**Exercise:**
Report every line below that has the string "street" in it.

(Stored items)

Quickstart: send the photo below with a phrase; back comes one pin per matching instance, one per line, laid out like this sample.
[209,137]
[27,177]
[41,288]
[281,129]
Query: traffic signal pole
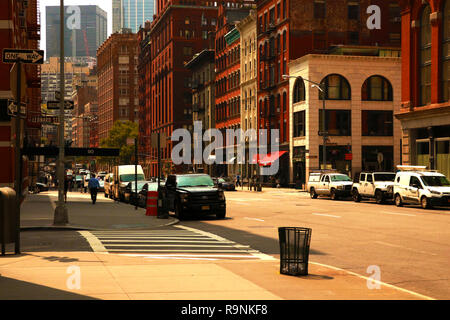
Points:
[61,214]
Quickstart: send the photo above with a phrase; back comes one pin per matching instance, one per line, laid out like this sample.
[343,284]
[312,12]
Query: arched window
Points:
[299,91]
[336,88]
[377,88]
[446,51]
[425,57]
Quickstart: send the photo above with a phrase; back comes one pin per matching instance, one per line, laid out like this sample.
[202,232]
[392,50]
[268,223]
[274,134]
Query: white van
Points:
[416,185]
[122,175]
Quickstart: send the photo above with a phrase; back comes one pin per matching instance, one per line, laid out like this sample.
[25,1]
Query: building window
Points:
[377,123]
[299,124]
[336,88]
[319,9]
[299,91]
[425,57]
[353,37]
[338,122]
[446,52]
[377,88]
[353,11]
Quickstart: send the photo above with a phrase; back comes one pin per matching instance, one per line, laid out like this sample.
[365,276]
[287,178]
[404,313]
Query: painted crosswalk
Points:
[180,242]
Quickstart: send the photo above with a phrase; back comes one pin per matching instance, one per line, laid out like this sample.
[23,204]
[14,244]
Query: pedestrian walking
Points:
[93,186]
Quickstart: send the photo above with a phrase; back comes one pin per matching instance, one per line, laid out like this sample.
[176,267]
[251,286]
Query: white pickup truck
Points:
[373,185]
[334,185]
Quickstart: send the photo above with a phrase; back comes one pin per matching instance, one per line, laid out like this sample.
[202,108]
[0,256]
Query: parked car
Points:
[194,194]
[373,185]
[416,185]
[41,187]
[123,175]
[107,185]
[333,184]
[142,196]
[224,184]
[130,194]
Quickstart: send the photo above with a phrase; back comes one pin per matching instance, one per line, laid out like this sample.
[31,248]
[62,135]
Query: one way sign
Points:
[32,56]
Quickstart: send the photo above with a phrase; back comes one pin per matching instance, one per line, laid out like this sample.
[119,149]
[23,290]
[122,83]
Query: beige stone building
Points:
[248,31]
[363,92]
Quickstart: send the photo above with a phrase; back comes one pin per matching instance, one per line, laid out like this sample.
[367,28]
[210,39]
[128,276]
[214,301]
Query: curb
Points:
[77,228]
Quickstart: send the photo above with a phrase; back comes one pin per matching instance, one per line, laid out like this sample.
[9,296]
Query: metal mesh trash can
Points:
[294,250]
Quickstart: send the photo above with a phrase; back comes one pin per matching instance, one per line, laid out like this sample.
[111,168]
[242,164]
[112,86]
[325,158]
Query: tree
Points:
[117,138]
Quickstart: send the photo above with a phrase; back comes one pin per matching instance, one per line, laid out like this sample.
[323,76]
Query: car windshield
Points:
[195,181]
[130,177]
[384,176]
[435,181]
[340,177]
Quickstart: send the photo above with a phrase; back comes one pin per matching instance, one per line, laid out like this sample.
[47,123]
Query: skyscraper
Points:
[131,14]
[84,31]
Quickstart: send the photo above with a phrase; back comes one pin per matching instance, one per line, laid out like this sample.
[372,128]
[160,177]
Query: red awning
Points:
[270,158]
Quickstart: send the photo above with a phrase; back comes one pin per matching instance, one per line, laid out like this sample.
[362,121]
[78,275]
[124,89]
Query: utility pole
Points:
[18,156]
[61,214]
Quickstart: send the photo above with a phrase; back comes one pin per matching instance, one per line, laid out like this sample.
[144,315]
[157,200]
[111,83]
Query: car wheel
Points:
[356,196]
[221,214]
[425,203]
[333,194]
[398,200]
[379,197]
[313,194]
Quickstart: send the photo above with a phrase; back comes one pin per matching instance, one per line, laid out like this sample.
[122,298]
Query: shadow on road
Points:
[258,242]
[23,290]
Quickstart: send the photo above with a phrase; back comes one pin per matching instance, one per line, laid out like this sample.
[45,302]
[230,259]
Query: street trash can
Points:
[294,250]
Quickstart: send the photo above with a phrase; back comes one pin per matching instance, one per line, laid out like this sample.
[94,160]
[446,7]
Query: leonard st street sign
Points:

**Solved problem:**
Query: street trash can
Query: leonard st street sign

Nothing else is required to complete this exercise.